> PROBLEM
Copy every one of the following rows exactly as they are, with no changes.
· · · ·
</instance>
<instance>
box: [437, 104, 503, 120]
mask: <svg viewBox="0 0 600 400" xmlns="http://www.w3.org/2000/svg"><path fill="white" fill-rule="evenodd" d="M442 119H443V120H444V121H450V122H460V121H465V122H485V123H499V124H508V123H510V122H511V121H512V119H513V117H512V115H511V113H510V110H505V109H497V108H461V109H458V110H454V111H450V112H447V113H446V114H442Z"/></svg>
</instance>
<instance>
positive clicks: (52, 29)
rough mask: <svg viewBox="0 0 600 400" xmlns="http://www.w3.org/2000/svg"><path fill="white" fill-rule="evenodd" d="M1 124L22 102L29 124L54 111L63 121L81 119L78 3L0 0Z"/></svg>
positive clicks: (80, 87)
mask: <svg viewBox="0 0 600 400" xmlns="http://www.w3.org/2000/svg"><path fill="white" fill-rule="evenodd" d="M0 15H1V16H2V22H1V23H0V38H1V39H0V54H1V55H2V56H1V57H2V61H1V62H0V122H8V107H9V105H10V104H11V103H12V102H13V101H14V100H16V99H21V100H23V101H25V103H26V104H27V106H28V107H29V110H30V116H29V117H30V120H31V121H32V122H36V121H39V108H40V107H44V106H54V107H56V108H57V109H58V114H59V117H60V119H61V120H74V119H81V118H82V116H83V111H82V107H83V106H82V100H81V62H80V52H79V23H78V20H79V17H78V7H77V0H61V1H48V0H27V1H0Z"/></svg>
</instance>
· · · ·
> THE COMPLETED TASK
</instance>
<instance>
box: [437, 104, 503, 120]
mask: <svg viewBox="0 0 600 400" xmlns="http://www.w3.org/2000/svg"><path fill="white" fill-rule="evenodd" d="M442 119H443V120H444V121H450V122H460V121H465V122H485V123H499V124H508V123H510V122H511V121H512V119H513V117H512V115H511V113H510V110H505V109H497V108H461V109H458V110H454V111H450V112H447V113H446V114H442Z"/></svg>
</instance>
<instance>
positive clicks: (52, 29)
rough mask: <svg viewBox="0 0 600 400" xmlns="http://www.w3.org/2000/svg"><path fill="white" fill-rule="evenodd" d="M1 124L22 102L29 124L54 111L63 121L81 119L78 3L0 0Z"/></svg>
positive clicks: (80, 87)
mask: <svg viewBox="0 0 600 400" xmlns="http://www.w3.org/2000/svg"><path fill="white" fill-rule="evenodd" d="M0 15H1V16H2V22H1V23H0V38H1V39H0V54H1V55H2V56H1V57H2V61H1V62H0V122H8V107H9V105H10V104H11V103H12V102H13V101H14V100H16V99H21V100H23V101H25V103H26V104H27V106H28V107H29V110H30V116H29V117H30V120H31V121H32V122H36V121H39V108H40V107H44V106H54V107H56V108H57V109H58V114H59V117H60V119H61V120H74V119H81V118H82V116H83V111H82V107H83V106H82V100H81V62H80V52H79V23H78V20H79V17H78V7H77V0H61V1H48V0H27V1H0Z"/></svg>
</instance>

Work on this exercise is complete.